**** Given data

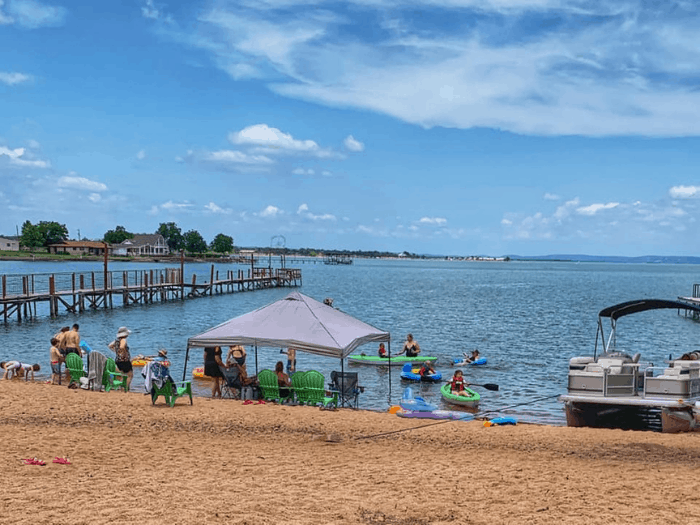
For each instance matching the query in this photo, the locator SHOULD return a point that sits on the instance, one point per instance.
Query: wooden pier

********
**** Given data

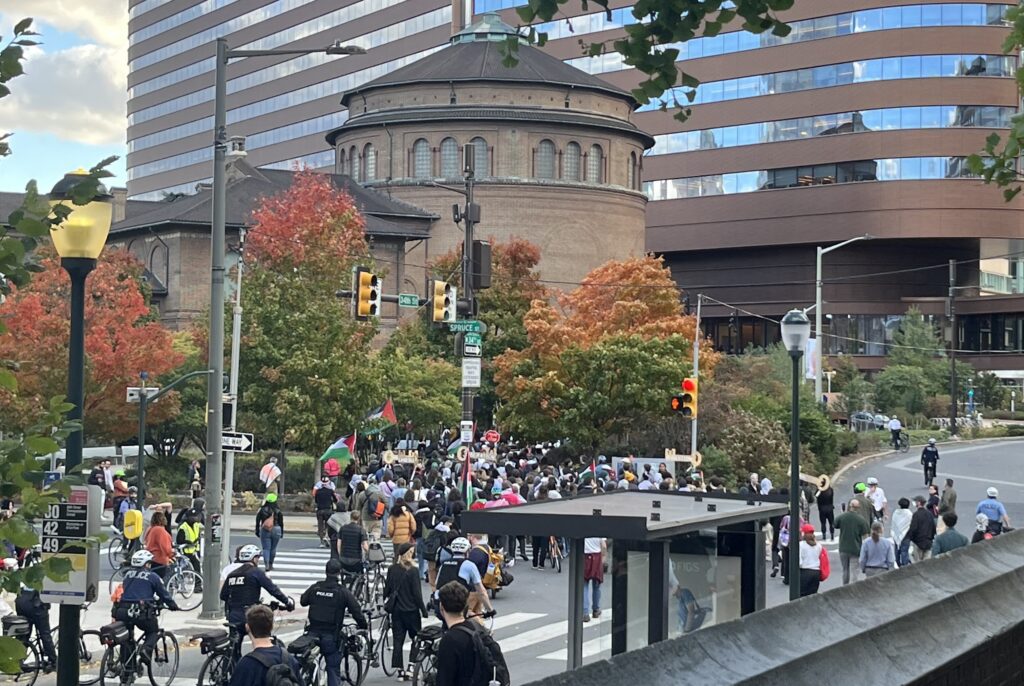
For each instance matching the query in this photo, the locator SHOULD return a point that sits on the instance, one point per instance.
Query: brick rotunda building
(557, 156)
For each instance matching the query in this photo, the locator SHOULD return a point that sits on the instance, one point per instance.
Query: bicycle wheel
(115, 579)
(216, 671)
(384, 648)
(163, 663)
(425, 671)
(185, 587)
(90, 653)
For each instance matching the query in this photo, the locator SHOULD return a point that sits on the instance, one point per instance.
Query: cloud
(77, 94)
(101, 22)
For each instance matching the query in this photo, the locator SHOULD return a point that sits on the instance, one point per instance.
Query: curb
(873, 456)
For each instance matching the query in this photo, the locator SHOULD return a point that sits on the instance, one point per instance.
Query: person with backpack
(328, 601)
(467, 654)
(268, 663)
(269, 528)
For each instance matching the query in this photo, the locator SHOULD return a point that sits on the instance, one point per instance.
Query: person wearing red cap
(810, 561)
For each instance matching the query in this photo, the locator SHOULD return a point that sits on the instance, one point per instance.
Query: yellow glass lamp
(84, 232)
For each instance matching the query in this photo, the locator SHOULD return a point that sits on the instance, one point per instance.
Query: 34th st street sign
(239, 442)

********

* [Exercise description] Pick out every line of the entries above that contains the word "person".

* [Finished task]
Query: person with backpack
Query: person wearing red cap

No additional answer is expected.